- Work request:
Reproduce exactly, and only, the lines below from the one containing "In this exercise you will indicate the dirt patch" through the one containing "In this exercise you will indicate the residential".

Dataset entries:
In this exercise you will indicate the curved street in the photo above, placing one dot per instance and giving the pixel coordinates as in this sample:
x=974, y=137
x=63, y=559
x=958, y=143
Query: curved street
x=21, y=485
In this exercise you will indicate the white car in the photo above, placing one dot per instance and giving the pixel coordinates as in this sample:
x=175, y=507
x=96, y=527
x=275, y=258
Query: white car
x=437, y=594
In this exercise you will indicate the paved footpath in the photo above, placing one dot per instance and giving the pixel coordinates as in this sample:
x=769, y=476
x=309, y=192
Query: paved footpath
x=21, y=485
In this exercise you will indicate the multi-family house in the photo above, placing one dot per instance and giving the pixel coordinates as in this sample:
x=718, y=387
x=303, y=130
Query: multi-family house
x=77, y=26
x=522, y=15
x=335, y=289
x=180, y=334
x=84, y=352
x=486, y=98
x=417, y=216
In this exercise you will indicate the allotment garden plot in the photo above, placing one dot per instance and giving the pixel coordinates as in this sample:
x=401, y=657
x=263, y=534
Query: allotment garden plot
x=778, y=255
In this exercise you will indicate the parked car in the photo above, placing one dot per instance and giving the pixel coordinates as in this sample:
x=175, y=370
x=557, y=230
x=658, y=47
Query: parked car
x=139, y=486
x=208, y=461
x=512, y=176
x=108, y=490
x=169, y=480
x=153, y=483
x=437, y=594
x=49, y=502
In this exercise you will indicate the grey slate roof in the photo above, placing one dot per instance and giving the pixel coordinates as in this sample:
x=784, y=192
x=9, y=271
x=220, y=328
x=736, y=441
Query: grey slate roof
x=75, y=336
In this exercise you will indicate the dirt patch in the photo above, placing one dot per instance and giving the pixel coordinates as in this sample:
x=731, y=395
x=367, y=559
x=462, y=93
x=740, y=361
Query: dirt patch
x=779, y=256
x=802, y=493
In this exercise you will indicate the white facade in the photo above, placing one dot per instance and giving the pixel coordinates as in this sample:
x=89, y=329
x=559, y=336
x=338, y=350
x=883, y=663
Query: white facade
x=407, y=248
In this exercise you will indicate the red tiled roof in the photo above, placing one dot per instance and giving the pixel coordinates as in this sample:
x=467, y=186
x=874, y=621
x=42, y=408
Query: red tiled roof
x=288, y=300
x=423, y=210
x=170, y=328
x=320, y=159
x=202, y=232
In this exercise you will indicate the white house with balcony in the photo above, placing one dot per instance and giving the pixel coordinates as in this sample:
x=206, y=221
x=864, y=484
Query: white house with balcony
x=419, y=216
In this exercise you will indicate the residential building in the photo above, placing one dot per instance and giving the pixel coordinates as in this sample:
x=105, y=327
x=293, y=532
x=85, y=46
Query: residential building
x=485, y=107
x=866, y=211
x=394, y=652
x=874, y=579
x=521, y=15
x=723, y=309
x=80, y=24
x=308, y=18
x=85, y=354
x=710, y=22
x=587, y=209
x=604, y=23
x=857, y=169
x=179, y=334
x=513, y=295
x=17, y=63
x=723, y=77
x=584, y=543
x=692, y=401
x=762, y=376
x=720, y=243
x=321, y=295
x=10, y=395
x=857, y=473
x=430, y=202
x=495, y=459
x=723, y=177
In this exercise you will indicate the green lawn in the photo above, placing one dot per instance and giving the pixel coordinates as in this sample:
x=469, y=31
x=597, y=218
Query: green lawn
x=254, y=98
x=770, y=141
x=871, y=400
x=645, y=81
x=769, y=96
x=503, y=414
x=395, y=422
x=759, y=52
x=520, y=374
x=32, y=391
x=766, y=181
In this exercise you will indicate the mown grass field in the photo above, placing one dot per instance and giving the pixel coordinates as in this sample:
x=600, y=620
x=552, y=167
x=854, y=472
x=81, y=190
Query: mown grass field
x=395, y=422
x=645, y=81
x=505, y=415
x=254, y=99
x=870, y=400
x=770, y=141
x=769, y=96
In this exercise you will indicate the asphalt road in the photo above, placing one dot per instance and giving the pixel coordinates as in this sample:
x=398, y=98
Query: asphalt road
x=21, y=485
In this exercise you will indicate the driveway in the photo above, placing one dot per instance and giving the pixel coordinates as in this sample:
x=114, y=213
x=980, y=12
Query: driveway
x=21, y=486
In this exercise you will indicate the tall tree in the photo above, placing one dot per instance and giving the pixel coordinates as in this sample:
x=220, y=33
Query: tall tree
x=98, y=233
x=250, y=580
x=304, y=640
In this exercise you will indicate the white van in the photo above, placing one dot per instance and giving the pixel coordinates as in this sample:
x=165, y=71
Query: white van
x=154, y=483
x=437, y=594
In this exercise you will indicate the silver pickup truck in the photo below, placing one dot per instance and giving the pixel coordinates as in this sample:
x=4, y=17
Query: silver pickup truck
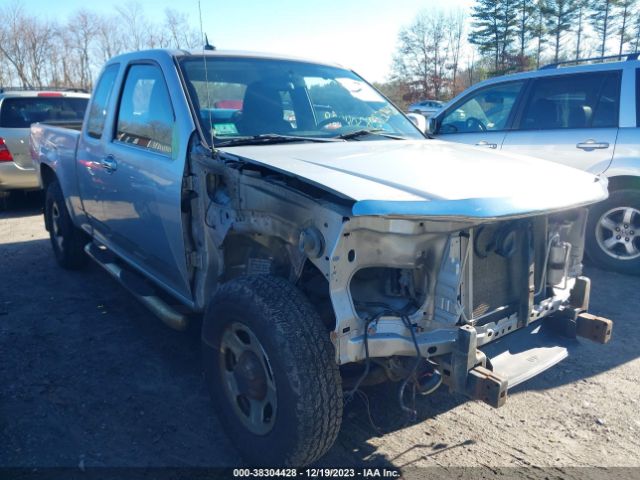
x=326, y=243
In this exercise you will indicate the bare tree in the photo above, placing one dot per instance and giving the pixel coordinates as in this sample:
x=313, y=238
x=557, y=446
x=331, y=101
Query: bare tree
x=109, y=39
x=180, y=34
x=428, y=54
x=582, y=7
x=12, y=45
x=456, y=23
x=136, y=28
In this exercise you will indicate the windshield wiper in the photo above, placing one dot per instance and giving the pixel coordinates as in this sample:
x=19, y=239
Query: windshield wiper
x=271, y=138
x=364, y=132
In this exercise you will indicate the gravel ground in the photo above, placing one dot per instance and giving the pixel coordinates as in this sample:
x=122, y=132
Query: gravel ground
x=89, y=378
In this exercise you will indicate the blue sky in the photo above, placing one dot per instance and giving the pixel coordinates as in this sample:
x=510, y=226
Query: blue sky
x=360, y=34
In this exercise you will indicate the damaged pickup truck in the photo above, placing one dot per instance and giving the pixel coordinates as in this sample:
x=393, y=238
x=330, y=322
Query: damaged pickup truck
x=326, y=243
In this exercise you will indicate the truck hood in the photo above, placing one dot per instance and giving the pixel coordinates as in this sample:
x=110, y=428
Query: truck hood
x=430, y=177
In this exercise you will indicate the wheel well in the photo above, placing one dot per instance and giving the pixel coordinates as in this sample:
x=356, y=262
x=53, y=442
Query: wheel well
x=47, y=175
x=624, y=181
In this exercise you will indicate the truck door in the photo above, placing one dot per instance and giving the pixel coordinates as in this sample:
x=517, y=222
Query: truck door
x=92, y=171
x=482, y=117
x=569, y=119
x=146, y=160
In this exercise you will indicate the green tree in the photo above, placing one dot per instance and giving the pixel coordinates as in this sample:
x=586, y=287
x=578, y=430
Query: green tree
x=525, y=24
x=560, y=17
x=539, y=30
x=601, y=21
x=494, y=28
x=627, y=11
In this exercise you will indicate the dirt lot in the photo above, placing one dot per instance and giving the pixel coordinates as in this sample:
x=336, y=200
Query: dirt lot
x=89, y=378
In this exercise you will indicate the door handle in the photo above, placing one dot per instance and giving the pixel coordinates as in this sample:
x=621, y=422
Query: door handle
x=592, y=145
x=109, y=163
x=484, y=143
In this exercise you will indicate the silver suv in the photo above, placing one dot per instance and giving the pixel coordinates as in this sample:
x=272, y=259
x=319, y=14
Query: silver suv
x=18, y=110
x=584, y=116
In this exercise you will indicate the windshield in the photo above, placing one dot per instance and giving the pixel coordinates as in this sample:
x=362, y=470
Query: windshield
x=239, y=98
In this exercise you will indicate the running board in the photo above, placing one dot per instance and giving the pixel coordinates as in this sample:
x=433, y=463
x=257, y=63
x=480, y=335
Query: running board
x=138, y=287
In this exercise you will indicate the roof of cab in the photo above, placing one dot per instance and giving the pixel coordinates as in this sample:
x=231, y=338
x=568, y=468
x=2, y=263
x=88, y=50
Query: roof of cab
x=150, y=54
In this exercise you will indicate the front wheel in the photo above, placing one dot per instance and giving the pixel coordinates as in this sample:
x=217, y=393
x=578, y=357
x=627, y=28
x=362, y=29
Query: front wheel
x=271, y=371
x=613, y=232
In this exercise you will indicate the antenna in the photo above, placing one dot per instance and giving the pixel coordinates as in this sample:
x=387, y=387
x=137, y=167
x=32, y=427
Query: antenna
x=205, y=47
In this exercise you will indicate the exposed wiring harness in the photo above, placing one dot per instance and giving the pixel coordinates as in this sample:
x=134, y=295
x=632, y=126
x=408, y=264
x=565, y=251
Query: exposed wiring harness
x=387, y=310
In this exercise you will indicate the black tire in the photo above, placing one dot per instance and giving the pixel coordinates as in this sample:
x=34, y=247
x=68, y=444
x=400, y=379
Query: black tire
x=613, y=209
x=67, y=240
x=302, y=361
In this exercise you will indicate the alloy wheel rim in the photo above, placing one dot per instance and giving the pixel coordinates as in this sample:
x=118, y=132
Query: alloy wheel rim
x=247, y=378
x=618, y=233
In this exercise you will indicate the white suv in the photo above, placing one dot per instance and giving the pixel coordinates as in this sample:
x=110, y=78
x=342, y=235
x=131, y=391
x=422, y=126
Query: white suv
x=19, y=108
x=585, y=116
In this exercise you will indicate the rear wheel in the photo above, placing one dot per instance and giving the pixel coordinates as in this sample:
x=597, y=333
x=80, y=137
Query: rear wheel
x=613, y=232
x=271, y=371
x=67, y=240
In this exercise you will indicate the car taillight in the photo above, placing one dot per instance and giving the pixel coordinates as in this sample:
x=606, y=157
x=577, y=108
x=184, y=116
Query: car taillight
x=5, y=154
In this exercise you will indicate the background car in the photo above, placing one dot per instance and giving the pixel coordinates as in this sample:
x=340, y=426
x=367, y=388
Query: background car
x=18, y=110
x=584, y=116
x=427, y=108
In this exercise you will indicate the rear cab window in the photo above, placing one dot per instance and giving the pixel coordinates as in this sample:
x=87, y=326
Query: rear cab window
x=145, y=115
x=21, y=112
x=100, y=101
x=589, y=100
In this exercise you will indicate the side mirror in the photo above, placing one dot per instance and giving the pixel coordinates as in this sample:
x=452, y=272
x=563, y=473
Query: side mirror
x=419, y=121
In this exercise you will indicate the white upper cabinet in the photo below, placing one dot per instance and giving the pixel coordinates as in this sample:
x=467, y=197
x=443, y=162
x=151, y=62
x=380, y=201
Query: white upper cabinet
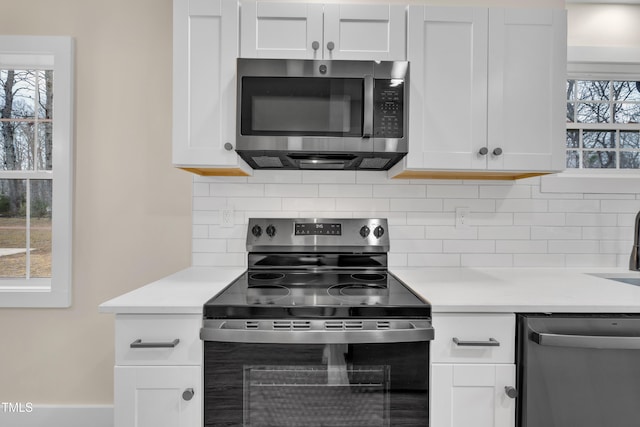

- Exercise output:
In this exercise you will indicate the dirt patch in the photo above, placing one dot per instance and giving the pixel coordinates as in this sample:
x=731, y=395
x=367, y=559
x=462, y=93
x=740, y=361
Query: dirt patch
x=779, y=256
x=802, y=493
In this exercise you will indicate the white facade in the photo above, placing one dot per instance and giving the pixel coordinates as in this sample:
x=89, y=329
x=559, y=336
x=338, y=350
x=883, y=663
Query: white facade
x=407, y=248
In this exercise you will indicate the red tiled roof in the photo above, placing one dot per instance and giving the pixel coordinates as in this sample:
x=467, y=186
x=874, y=621
x=42, y=408
Query: red tiled roof
x=288, y=300
x=423, y=210
x=170, y=328
x=320, y=159
x=202, y=232
In this exercise you will indicate the white house with balcony in the photo above, placing one dot per instance and giving the pixel coordinates as in this sample:
x=206, y=221
x=864, y=484
Query: white house with balcony
x=419, y=216
In this exercise you will indicate the residential building in the photo above, placing one dot per instance and giving the pixel coordinates as in this sample:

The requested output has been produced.